▸ **Omschrijving opdracht**: Schrijf alstublieft het vervolg van het fragment hieronder over de budgettaire aanpassingen bij verkenningen en planuitwerkingen. Begin na de laatste zin.

12.03.02 Verkenningen en Planuitwerkingen
Belangrijkste (budgettaire) aanpassingen
-
• Beter Benutten: op artikel 18 Overige uitgaven en ontvangsten waren de middelen voor het vervolgprogramma Beter Benutten gereserveerd. Het vervolgprogramma Beter Benutten, dat loopt van 2015 tot en met 2017, heeft inmiddels meer vorm gekregen en volgens het zwaartepunt principe zijn deze middelen toegewezen aan artikel 12 Hoofdwegennet, waar grotendeels de middelen van Beter Benutten I staan.
-
• Het studiebudget externe kosten planuitwerkingen is via het saldo mee- en tegenvallers opgehoogd conform afspraken uit de begroting 2016 bij de omzetting kerntaken RWS.
-
• SAA A9 Amstelveen: de meevallers bij andere projectonderdelen van SAA zijn toegevoegd aan dit deeltraject. Voor de toekomstvaste aanleg van de A9 is daarnaast het budget met € 23 miljoen opgehoogd.
-
• A13/A16 Rotterdam: in oktober 2015 is de Inpassingovereenkomst A13/16 gesloten met de regiopartners waarin nadere afspraken zijn gemaakt over de besteding van de regionale bijdrage aan enkele inpassingmaatregelen. De regio zal vanuit de eerder toegezegde middelen (€ 100 miljoen, prijspeil 2010) voor € 14 miljoen zelf maatregelen verrichten die geen onderdeel uitmaken van het Tracébesluit. De regionale bijdrage (budget en ontvangst in de begroting) wordt daarom in deze begroting verlaagd. Het budget is daarnaast geïndexeerd naar prijspeil 2016. Per saldo daalt het budget in de rijksbegroting daardoor met € 5 miljoen.

▸ **Aangeleverd materiaal**:
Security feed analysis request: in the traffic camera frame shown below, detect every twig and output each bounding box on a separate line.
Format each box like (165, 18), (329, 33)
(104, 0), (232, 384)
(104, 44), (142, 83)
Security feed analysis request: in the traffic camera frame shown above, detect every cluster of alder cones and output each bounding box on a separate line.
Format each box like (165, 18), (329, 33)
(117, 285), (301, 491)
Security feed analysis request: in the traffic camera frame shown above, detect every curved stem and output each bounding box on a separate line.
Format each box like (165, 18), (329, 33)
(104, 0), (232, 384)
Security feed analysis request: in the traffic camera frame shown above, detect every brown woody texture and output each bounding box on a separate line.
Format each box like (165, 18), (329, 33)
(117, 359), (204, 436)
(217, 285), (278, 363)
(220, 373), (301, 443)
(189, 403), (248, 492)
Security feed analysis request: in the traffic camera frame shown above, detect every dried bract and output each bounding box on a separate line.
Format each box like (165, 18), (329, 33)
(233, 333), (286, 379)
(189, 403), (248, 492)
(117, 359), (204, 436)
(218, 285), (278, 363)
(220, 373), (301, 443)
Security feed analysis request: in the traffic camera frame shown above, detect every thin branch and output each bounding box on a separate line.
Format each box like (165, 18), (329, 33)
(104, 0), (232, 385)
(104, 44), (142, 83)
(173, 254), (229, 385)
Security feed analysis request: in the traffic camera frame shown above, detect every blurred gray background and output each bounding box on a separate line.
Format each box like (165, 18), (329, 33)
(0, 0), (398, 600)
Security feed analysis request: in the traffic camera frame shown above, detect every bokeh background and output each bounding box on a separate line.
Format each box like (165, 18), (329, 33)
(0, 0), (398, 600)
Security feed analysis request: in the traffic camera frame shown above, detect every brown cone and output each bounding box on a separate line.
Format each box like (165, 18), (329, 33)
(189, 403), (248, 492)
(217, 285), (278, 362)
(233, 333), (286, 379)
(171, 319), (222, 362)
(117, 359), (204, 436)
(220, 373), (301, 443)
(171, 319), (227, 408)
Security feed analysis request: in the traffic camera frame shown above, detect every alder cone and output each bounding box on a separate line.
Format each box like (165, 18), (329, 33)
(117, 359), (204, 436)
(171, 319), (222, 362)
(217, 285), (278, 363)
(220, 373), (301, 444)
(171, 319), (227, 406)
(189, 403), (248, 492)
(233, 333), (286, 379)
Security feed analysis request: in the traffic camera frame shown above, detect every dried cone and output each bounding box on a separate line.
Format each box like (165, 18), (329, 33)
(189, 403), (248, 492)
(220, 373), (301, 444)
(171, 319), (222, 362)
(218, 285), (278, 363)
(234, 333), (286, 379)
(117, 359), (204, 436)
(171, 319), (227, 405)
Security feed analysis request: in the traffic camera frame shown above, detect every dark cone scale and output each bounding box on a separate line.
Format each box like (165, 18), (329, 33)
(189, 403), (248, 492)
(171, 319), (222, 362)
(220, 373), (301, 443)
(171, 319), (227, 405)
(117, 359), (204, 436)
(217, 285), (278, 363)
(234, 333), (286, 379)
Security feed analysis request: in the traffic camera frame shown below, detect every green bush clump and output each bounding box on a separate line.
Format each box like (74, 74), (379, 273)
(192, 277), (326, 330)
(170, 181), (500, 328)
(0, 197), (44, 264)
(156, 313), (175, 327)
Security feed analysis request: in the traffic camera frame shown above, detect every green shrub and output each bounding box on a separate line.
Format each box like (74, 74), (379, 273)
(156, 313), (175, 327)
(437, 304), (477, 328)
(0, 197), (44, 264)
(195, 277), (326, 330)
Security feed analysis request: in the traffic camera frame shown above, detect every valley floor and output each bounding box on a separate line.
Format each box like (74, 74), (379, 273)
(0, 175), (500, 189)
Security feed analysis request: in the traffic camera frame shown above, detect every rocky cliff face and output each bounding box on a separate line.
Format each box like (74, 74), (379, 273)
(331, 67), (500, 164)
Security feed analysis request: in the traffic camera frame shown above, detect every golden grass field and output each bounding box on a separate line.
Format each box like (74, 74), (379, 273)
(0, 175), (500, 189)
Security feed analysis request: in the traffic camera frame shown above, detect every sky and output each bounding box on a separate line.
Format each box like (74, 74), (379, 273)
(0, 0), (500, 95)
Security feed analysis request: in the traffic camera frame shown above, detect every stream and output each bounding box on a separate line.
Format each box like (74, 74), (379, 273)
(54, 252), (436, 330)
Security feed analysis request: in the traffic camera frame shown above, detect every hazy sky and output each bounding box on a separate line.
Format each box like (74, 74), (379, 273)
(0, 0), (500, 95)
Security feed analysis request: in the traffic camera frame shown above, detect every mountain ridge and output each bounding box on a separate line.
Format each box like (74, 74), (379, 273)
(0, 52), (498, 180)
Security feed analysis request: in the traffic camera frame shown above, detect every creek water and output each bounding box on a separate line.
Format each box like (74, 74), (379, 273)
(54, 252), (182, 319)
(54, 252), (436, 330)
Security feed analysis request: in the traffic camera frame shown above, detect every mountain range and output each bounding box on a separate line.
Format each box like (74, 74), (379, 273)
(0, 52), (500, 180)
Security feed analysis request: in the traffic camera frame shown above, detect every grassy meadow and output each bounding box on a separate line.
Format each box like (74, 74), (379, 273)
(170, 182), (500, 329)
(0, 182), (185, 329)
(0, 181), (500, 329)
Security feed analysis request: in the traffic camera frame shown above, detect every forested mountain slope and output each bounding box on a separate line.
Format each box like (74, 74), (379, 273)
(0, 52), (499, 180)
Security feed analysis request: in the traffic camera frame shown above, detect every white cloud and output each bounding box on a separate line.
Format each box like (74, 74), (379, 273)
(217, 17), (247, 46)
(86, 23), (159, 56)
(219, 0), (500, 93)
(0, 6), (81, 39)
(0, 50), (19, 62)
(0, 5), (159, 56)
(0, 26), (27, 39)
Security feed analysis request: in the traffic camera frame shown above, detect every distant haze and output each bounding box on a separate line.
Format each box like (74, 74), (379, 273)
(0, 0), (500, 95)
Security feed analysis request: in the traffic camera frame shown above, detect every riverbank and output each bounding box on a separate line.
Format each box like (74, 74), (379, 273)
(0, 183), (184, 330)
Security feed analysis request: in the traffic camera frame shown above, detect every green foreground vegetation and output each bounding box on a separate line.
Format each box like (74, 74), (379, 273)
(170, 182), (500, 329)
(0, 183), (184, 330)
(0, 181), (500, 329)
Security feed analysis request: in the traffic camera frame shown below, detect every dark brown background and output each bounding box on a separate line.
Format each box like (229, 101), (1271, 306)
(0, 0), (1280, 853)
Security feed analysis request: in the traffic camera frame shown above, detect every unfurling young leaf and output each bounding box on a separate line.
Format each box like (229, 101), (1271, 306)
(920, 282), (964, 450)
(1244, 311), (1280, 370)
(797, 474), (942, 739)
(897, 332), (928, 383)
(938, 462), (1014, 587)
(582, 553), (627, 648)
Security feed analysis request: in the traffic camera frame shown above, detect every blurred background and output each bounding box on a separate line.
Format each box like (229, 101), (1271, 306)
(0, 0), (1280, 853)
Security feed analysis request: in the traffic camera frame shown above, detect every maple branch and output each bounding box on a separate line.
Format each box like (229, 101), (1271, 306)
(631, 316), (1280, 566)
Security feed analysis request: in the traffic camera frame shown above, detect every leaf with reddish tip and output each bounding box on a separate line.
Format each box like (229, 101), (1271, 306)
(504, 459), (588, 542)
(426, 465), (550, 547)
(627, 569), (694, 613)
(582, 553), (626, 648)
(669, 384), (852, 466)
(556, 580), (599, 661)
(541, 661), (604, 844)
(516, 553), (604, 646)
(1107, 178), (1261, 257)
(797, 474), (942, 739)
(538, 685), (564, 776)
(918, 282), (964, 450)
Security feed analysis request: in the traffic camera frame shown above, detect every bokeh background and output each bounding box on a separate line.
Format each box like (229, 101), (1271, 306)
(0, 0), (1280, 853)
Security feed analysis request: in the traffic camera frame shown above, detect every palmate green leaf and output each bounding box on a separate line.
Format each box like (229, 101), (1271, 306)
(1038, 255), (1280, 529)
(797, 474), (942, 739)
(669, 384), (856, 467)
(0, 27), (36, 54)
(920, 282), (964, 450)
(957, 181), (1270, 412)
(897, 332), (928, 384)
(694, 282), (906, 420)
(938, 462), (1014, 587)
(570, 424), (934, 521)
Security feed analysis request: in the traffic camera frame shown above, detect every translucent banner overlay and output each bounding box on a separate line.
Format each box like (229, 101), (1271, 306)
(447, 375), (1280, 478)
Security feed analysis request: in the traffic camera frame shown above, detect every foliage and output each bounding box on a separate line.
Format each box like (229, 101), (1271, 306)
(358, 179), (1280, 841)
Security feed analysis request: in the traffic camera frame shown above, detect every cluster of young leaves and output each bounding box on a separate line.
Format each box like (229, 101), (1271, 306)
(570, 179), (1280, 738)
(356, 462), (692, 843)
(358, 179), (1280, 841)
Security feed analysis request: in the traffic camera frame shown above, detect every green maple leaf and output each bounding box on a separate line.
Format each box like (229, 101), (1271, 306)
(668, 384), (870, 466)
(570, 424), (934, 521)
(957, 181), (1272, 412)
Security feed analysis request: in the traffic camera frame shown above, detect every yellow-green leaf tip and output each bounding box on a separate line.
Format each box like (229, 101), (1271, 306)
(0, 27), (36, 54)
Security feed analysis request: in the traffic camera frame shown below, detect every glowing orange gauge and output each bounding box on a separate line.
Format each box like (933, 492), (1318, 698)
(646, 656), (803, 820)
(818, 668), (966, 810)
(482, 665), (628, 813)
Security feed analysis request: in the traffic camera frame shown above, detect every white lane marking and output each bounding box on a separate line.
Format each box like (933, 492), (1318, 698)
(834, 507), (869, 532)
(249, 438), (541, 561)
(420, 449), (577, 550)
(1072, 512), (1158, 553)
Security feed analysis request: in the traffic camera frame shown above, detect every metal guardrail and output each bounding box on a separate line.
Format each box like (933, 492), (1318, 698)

▸ **Resultaat opdracht**:
-
• Blankenburgverbinding: het project is overgegaan naar realisatie. Het verschil tussen raming en budget bij de overgang naar realisatie (€ 60 miljoen) is toegevoegd aan de investeringsruimte artikelonderdeel 12.07. De rijksbijdrage aan het kwaliteitsprogramma Blankenburgverbinding (€ 26 miljoen) blijft apart gereserveerd op artikelonderdeel 12.03.02 en wordt na het onherroepelijk worden van het Tracébesluit beschikbaar gesteld aan de regio.
-
• ViA15: Het taakstellend budget van dit project is conform bestuurlijke afspraken uit november 2015 bij het Ontwerp Tracébesluit (OTB) per saldo verlaagd met € 15 miljoen. De bijdrage van de provincie Gelderland aan het project is met € 35 miljoen verlaagd om maatregelen te nemen op het onderliggend wegennet. Daarnaast is, conform de bestuurlijke afspraken uit 2013, de aanbestedingsmeevaller van € 20 miljoen bij het project A12 Ede-Grijsoord toegevoegd aan het taakstellend budget van de ViA15.
-
• A27 Houten-Hooipolder: het budget is met € 48 miljoen opgehoogd om aan te sluiten bij de huidige raming van het vastgestelde OTB. Bij uitwerking van het OTB bleek dat op delen van het traject de eerdere versobering teveel impact heeft gehad, en er aanvullend budget nodig is om een robuust ontwerp te kunnen realiseren voor een goede doorstroming en veiligheid.
-
• N35 Nijverdal–Wierden: begin 2015 zijn afspraken gemaakt met de regio Oost-Nederland over de beschikbare middelen bij de N35 Nijverdal–Wierden, in totaal € 122 miljoen. Naast de aanleg van de N35 betreft dit een bijdrage aan de kosten voor de verkenning, bijdrage N35 Salland-Twentetunnel om deze voor te bereiden op het project N35 Nijverdal–Wierden en interne kosten RWS. Het taakstellend budget voor de aanleg van de N35 Nijverdal–Wierden bedraagt € 104 miljoen. De overige middelen zijn overgeboekt naar de desbetreffende artikelonderdelen en de investeringsruimte voor zover deze activiteiten al waren gedekt.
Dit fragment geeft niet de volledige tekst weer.